Task statement: Your answer should be the lines from the one containing "Target: extractor hood" through the final line below, copied exactly.

Data to process:

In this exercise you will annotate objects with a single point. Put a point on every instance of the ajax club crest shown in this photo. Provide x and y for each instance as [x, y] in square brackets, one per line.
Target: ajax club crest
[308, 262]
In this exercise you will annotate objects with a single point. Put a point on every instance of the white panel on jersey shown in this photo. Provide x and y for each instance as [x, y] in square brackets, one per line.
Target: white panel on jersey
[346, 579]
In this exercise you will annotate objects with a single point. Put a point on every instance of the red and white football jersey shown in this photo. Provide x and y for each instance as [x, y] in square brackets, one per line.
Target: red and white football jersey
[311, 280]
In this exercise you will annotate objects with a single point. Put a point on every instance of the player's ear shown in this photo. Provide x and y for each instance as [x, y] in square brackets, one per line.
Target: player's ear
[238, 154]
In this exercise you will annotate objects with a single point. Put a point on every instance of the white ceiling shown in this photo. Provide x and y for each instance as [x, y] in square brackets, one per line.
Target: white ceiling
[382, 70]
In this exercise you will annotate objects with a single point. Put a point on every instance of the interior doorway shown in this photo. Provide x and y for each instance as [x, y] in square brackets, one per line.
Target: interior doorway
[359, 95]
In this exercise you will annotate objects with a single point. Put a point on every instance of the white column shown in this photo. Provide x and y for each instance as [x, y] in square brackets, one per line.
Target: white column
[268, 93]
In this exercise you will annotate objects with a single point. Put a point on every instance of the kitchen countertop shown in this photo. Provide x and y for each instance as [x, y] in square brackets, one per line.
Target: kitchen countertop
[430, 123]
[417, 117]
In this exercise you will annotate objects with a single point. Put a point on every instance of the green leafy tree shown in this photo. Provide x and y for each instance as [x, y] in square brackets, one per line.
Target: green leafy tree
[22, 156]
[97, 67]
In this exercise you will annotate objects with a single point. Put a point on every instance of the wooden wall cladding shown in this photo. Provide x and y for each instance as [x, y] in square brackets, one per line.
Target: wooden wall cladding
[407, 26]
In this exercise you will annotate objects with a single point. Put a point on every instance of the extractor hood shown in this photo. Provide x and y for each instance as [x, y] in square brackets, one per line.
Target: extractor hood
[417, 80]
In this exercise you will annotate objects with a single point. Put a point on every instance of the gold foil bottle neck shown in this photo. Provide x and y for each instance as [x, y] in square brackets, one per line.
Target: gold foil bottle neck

Output of the exercise:
Target: extractor hood
[417, 80]
In this exercise you will annotate objects with a single point. Put a point on every instance of the gold foil bottle neck shown in this photo. Provide x and y for each instance as [x, y] in square brackets, one per line.
Target: gold foil bottle neck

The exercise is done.